## Stored records
"""

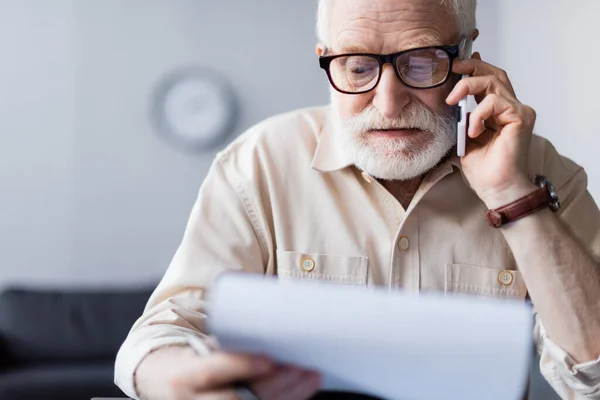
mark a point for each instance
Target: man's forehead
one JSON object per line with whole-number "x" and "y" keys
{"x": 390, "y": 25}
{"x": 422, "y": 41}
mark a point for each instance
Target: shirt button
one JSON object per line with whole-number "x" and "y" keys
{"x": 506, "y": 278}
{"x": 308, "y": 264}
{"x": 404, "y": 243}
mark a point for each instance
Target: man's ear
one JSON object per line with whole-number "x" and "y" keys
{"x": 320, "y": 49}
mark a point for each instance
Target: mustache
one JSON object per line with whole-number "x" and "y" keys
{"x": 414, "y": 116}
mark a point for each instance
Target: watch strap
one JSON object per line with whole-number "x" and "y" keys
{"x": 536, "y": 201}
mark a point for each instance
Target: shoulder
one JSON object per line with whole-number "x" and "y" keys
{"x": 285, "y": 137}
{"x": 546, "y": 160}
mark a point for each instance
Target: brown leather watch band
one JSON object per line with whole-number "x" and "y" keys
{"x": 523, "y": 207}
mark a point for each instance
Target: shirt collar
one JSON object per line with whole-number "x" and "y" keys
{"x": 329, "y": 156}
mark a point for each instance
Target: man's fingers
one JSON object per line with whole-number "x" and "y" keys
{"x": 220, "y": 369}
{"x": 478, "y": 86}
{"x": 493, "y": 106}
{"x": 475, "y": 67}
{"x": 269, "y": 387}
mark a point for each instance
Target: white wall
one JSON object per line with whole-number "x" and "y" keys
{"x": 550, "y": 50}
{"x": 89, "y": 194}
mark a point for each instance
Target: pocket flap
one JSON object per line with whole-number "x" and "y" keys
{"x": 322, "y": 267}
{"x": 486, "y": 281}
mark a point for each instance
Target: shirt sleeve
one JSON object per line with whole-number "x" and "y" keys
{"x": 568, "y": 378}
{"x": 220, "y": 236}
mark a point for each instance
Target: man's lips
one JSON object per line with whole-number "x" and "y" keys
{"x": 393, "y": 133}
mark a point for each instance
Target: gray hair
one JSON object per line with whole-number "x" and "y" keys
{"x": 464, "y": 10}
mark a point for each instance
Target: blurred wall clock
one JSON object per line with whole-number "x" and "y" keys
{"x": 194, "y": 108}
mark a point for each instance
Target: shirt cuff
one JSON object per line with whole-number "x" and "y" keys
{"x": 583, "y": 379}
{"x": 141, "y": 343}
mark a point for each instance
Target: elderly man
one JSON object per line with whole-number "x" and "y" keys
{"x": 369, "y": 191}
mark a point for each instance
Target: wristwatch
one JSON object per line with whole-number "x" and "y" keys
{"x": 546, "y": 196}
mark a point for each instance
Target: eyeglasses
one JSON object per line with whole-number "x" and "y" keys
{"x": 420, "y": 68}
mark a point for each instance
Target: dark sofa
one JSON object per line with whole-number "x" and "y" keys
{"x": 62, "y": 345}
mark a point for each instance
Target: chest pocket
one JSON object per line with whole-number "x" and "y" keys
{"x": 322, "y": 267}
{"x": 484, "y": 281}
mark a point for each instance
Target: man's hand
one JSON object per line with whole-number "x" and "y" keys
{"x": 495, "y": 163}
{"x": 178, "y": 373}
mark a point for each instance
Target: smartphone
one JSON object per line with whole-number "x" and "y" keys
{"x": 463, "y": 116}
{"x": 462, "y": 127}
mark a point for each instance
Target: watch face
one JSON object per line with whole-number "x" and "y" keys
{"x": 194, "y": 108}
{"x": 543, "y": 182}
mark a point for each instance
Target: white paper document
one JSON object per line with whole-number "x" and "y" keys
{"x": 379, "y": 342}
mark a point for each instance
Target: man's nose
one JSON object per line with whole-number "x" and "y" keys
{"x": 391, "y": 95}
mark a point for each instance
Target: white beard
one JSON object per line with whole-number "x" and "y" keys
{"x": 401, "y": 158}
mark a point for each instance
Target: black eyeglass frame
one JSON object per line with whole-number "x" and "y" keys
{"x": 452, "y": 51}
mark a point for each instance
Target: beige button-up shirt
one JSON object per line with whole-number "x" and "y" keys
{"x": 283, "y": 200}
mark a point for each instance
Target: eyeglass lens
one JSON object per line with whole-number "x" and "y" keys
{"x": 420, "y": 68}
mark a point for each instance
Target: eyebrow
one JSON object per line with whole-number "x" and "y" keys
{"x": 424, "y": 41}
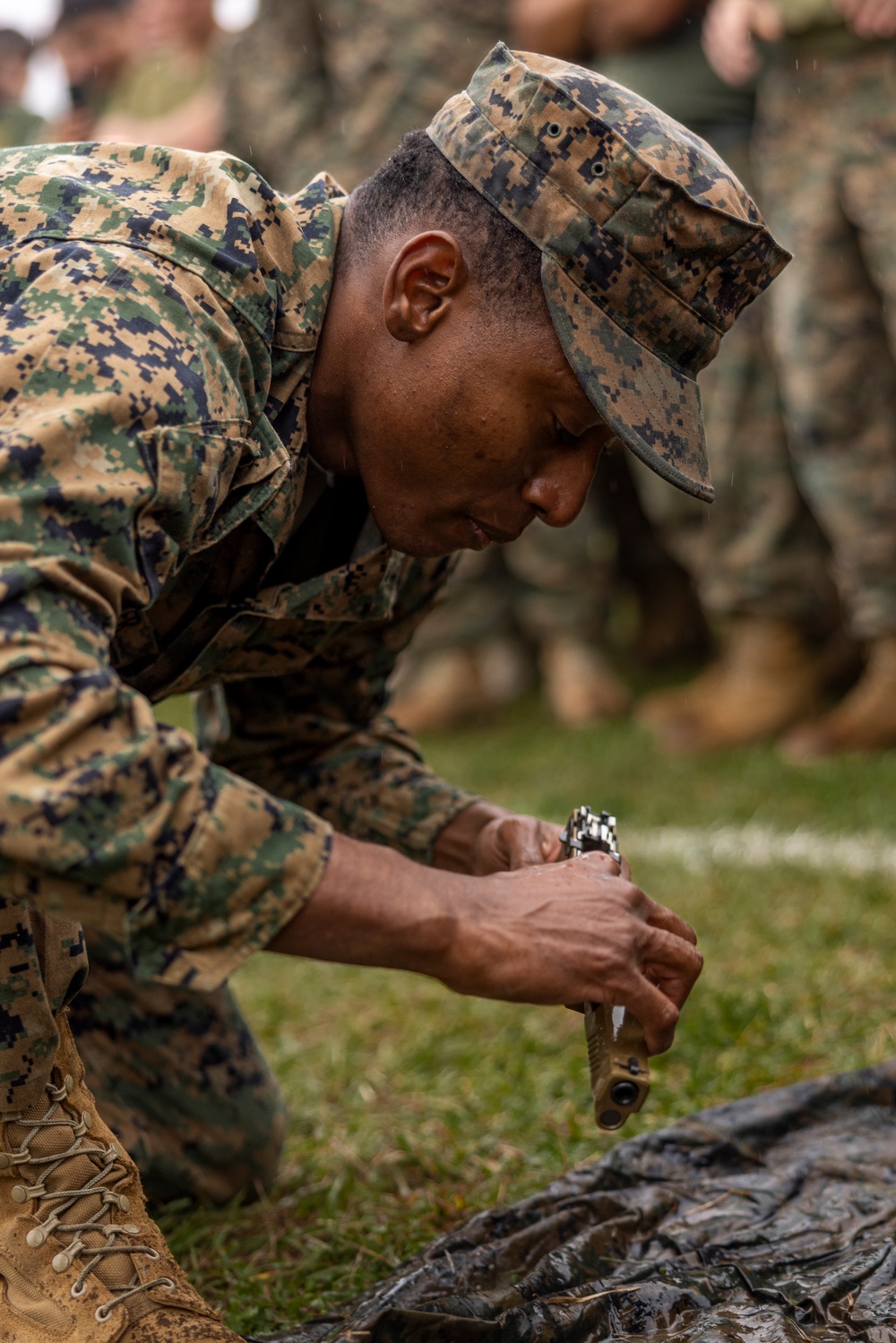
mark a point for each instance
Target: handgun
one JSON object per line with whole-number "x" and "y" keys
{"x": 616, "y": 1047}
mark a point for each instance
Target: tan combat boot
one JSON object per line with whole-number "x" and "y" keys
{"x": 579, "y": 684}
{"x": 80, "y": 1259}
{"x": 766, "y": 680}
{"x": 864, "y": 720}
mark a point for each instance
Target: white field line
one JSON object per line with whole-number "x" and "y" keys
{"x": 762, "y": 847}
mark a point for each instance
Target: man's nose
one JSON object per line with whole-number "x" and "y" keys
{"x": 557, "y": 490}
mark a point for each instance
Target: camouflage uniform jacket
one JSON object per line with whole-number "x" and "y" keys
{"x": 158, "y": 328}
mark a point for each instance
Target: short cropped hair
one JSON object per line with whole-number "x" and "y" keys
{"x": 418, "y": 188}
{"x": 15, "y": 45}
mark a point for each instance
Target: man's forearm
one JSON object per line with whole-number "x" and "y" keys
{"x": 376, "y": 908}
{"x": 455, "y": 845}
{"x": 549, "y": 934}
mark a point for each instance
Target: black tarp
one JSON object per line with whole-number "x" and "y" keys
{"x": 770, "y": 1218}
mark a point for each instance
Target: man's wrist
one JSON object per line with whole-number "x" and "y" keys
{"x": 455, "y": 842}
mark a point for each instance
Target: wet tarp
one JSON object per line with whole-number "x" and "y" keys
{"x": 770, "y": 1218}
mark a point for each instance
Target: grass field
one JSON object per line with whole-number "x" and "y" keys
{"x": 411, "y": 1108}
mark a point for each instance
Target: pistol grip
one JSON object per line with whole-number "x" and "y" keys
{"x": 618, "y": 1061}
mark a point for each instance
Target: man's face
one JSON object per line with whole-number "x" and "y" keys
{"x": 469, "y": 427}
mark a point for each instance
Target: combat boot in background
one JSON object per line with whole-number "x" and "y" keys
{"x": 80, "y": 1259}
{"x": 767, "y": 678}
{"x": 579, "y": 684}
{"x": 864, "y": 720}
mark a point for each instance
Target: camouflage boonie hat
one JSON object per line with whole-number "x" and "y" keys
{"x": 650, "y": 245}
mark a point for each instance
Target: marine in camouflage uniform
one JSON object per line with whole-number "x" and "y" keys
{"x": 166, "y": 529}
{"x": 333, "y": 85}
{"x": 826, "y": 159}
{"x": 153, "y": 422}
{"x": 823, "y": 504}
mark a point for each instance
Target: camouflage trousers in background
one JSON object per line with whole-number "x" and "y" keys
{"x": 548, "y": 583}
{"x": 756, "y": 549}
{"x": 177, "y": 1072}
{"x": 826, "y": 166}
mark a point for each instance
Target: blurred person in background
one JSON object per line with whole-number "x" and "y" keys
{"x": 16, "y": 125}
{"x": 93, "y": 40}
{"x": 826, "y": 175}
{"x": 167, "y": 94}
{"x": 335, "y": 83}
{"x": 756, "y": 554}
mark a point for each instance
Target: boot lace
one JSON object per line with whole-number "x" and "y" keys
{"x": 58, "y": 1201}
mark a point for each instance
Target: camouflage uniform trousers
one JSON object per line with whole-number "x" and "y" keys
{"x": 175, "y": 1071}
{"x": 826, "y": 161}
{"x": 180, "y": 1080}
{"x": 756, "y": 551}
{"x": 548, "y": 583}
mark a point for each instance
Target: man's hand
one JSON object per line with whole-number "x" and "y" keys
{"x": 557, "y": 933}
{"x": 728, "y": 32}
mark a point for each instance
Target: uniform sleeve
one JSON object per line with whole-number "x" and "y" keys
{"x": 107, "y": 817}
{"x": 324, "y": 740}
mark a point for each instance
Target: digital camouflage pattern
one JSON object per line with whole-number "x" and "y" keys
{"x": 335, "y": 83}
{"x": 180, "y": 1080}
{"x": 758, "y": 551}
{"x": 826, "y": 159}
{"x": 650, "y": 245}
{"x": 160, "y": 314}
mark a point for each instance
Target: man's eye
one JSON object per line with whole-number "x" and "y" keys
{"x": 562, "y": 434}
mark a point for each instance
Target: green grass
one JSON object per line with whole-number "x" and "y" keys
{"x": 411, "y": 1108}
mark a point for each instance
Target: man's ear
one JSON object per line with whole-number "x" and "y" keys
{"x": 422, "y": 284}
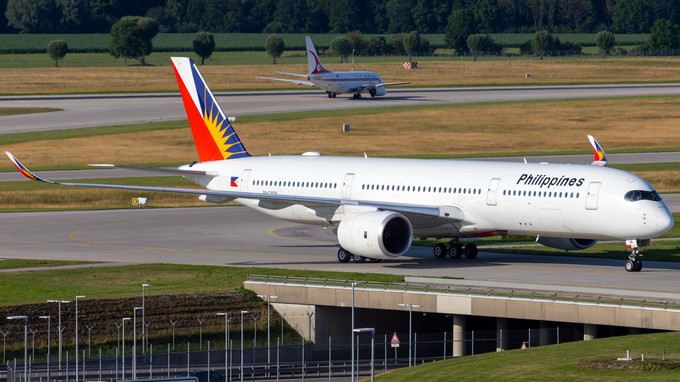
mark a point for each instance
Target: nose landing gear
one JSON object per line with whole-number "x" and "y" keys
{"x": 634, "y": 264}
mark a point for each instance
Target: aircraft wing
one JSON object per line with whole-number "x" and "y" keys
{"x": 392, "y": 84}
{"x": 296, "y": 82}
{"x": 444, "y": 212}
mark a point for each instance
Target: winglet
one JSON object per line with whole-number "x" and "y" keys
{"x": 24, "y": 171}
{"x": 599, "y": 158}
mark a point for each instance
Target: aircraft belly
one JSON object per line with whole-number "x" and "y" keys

"""

## Work to be completed
Which lines in the data above contain the string "boot"? Copy each of them, treating case as significant.

## Task output
Target: tan combat boot
Target: combat boot in background
Target: boot lace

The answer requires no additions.